Dataset items
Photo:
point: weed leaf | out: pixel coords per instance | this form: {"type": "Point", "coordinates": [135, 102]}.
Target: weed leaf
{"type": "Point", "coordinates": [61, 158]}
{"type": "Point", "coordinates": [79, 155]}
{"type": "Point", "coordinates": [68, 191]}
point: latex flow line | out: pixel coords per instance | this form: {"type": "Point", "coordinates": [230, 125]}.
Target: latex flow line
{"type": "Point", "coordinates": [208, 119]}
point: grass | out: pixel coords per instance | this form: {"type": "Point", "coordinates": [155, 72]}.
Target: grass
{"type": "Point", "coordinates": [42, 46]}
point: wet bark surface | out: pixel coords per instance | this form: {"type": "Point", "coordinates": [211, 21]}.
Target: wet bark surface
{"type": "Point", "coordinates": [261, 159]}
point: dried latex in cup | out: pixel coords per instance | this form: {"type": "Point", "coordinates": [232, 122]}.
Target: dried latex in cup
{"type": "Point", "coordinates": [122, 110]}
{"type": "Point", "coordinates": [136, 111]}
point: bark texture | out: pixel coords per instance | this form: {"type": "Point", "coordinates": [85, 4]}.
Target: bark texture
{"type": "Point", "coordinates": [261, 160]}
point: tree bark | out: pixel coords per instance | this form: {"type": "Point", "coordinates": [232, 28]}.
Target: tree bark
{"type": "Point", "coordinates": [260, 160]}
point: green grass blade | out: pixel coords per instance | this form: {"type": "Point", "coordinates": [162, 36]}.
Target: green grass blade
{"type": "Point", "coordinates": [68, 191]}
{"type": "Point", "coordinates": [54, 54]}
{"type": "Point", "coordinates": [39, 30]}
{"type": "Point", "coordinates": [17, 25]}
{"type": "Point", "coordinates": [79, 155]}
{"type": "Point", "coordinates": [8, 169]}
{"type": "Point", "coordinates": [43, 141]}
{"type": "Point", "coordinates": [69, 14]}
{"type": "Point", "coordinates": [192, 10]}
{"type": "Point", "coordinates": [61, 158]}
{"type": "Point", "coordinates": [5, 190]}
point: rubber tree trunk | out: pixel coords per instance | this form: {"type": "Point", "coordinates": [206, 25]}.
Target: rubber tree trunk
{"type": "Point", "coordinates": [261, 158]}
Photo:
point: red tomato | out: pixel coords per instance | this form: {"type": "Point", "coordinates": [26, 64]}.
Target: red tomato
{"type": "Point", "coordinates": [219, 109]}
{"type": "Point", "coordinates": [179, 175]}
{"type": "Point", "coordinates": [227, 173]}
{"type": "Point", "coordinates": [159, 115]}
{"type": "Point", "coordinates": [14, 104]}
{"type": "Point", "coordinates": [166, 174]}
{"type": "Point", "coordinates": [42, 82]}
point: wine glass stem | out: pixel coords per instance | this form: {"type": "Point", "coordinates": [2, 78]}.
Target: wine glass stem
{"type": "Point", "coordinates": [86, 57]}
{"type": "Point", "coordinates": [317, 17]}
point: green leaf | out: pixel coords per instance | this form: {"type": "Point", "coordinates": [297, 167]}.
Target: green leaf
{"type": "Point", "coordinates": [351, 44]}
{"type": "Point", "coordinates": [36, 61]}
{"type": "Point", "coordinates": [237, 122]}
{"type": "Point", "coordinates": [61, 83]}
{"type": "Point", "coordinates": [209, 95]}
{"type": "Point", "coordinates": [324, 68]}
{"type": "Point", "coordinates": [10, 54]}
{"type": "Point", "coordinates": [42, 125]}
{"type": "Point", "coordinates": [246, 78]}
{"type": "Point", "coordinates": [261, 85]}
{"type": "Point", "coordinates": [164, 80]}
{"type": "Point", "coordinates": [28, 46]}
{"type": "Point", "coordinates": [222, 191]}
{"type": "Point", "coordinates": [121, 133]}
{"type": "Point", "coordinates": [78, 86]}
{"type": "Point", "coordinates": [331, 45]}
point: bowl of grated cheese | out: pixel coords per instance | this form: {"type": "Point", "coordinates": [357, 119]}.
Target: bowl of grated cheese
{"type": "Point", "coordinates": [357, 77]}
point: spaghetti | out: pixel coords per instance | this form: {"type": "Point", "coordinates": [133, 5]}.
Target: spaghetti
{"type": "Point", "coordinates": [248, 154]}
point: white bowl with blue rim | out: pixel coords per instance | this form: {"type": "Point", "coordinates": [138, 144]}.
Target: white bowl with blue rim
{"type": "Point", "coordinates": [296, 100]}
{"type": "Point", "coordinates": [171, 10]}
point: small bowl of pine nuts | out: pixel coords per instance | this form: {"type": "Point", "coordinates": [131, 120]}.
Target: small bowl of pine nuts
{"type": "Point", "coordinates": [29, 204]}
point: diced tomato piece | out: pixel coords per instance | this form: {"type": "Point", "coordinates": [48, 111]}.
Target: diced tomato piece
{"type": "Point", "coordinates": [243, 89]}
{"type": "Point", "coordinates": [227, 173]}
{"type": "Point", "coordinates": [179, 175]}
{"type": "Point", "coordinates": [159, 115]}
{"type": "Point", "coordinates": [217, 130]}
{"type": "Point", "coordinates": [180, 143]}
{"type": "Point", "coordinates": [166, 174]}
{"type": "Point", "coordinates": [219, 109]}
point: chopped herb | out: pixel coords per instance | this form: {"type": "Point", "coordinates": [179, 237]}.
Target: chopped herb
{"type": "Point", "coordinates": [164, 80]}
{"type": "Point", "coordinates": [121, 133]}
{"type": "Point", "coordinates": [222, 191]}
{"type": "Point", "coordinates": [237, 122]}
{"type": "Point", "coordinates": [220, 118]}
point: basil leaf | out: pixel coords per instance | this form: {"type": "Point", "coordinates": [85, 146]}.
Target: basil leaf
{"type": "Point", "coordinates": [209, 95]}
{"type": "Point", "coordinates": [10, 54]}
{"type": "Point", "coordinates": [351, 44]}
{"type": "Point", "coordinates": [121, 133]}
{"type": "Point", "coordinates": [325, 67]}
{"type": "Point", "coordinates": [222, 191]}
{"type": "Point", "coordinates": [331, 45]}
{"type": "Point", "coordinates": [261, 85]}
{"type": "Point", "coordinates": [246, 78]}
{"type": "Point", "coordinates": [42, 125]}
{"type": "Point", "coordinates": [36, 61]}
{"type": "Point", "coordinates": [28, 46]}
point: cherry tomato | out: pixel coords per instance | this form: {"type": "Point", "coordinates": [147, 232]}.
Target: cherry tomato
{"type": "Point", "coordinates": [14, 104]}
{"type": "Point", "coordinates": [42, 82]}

**WHAT THE EXERCISE ASKS**
Rewrite the rows from the line containing "point: diced tomato" down to the end of the rows, replacing "pixel coords" with "pixel coordinates" and leaving everything else unchanged.

**RESPONSE BELOW**
point: diced tomato piece | out: pixel coordinates per instance | this form: {"type": "Point", "coordinates": [48, 111]}.
Target: diced tomato piece
{"type": "Point", "coordinates": [243, 89]}
{"type": "Point", "coordinates": [227, 173]}
{"type": "Point", "coordinates": [179, 175]}
{"type": "Point", "coordinates": [159, 115]}
{"type": "Point", "coordinates": [217, 130]}
{"type": "Point", "coordinates": [180, 143]}
{"type": "Point", "coordinates": [166, 174]}
{"type": "Point", "coordinates": [219, 109]}
point: chopped herb | out: pixel coordinates per instance | this form: {"type": "Point", "coordinates": [179, 237]}.
Target: chopped herb
{"type": "Point", "coordinates": [164, 80]}
{"type": "Point", "coordinates": [121, 133]}
{"type": "Point", "coordinates": [222, 191]}
{"type": "Point", "coordinates": [237, 122]}
{"type": "Point", "coordinates": [220, 118]}
point: basil leaf | out: pixel coordinates per instance | this form: {"type": "Point", "coordinates": [85, 146]}.
Target: basil leaf
{"type": "Point", "coordinates": [209, 95]}
{"type": "Point", "coordinates": [10, 54]}
{"type": "Point", "coordinates": [351, 44]}
{"type": "Point", "coordinates": [121, 133]}
{"type": "Point", "coordinates": [325, 67]}
{"type": "Point", "coordinates": [222, 191]}
{"type": "Point", "coordinates": [331, 45]}
{"type": "Point", "coordinates": [261, 85]}
{"type": "Point", "coordinates": [246, 78]}
{"type": "Point", "coordinates": [42, 125]}
{"type": "Point", "coordinates": [36, 61]}
{"type": "Point", "coordinates": [28, 46]}
point: cherry tomato | out: pixel coordinates per instance | this form: {"type": "Point", "coordinates": [147, 232]}.
Target: cherry tomato
{"type": "Point", "coordinates": [14, 104]}
{"type": "Point", "coordinates": [42, 82]}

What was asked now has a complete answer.